# Extract to read
*****************
Creating crawlers
*****************

For each comic Comics is aggregating, we need to create a crawler. At the
time of writing, more than 200 crawlers are available in the
``src/comics/comics/`` directory. They serve as a great source for learning how
to write new crawlers for Comics.


A crawler example
=================

The crawlers are split in two separate pieces. The :class:`ComicData` part
contains meta data about the comic used for display at the web site. The
:class:`Crawler` part contains properties needed for crawling and the crawler
implementation itself.

::

    from comics.aggregator.crawler import CrawlerBase, CrawlerImage
    from comics.core.comic_data import ComicDataBase

    class ComicData(ComicDataBase):
        name = 'xkcd'
        language = 'en'
        url = 'https://www.xkcd.com/'
        start_date = '2005-05-29'
        rights = 'Randall Munroe, CC BY-NC 2.5'

    class Crawler(CrawlerBase):
        history_capable_days = 10
        schedule = 'Mo,We,Fr'
        time_zone = 'US/Eastern'

        def crawl(self, pub_date):
            feed = self.parse_feed('https://www.xkcd.com/rss.xml')
            for entry in feed.for_date(pub_date):
                url = entry.summary.src('img[src*="/comics/"]')
                title = entry.title
                text = entry.summary.alt('img[src*="/comics/"]')
                return CrawlerImage(url, title, text)


The :class:`ComicData` class fields
===================================

.. class:: ComicData

    .. attribute:: name

        *Required.* A string with the name of the comic.

    .. attribute: language

        *Required.* A two-letter string with the language code for the language
        used in the comic. Typically ``'en'`` or ``'no'``.

        The language code must also be present in
        :attribute:``comics.core.models.Comic.LANGUAGES``.

# What is asked
• a. List the attributes that the ComicData class sets in the code example of the guide on creating crawlers.
• b. Pick up the guide on creating crawlers after its final line and write what comes next.

# Listing
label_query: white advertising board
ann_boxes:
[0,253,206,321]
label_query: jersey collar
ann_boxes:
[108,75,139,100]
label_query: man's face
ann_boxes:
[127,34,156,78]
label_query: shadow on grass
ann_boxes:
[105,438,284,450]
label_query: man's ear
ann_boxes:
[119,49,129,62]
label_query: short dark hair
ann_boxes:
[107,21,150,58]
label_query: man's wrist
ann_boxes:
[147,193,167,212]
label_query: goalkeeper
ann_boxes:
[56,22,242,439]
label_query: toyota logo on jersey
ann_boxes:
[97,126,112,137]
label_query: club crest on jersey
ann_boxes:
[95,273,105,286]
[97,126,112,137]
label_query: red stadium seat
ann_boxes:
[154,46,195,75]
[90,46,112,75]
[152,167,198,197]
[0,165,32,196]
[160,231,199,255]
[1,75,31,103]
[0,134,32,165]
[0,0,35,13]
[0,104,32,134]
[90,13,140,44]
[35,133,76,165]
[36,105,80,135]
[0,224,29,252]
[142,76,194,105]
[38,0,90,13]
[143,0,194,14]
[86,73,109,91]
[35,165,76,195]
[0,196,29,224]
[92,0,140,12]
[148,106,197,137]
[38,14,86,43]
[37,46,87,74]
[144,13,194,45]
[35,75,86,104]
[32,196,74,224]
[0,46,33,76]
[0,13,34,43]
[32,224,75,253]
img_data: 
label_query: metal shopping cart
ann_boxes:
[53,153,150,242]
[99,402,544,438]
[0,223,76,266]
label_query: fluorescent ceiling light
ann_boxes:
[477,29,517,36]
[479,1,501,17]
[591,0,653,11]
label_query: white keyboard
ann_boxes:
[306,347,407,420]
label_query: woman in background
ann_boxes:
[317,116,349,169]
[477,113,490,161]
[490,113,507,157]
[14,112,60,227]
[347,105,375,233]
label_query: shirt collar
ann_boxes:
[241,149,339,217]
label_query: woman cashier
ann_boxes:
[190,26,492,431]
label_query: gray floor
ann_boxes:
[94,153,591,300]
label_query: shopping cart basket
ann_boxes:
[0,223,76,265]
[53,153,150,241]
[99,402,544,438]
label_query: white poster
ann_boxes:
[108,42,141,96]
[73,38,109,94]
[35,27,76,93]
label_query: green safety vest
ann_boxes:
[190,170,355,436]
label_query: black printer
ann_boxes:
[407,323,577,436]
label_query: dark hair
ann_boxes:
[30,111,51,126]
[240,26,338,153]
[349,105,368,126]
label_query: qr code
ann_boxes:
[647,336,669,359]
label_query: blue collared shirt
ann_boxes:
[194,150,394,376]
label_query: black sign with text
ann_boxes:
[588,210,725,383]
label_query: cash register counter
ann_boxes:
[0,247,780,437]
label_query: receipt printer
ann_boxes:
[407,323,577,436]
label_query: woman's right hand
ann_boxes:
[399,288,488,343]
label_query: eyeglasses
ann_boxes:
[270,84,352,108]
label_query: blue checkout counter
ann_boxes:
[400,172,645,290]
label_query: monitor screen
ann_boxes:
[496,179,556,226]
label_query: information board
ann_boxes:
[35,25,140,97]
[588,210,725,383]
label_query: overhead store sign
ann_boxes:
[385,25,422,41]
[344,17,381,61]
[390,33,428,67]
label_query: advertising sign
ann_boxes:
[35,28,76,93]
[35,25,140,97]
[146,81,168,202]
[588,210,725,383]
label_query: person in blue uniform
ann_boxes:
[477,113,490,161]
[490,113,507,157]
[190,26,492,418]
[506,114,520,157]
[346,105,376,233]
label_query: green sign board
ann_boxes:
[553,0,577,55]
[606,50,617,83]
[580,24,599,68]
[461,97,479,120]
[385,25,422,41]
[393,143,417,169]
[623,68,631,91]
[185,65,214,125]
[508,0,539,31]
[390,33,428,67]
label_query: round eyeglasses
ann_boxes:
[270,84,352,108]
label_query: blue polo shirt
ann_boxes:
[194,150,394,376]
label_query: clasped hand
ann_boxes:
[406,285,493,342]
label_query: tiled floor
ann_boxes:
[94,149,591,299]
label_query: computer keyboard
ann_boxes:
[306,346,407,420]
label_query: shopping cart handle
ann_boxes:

# Expected answers
• a. name, language, url, start_date, rights

• b.
    .. attribute:: url

        *Required.* A string with the URL of the comic's web page.

    .. attribute:: active

        *Optional.* Wheter or not this comic is still being crawled. Defaults
        to :class:`True`.

    .. attribute:: start_date

        *Optional.* The first date the comic was published at.

    .. attribute:: end_date

        *Optional.* The last date the comic was published at if it is
        discontinued.

    .. attribute:: rights

        *Optional.* Name of the author and the comic's license if available.


The :class:`Crawler` class fields
=================================

.. class:: Crawler

    .. attribute:: history_capable_date

        *Optional.* Date of oldest release available for crawling.

        Provide this *or* :attr:`Crawler.history_capable_days`. If both are
        present, this one will have precedence.

        Example: ``'2008-03-08'``.

    .. attribute:: history_capable_days

        *Optional.* Number of days a release is available for crawling.

        Provide this *or* :attr:`Crawler.history_capable_date`.

        Example: ``32``.

    .. attribute:: schedule

        *Optional.* On what weekdays the comic is published.

        Example: ``'Mo,We,Fr'`` or ``'Mo,Tu,We,Th,Fr,Sa,Su'``.

    .. attribute:: time_zone

        *Optional.* In approximately what time zone the comic is published.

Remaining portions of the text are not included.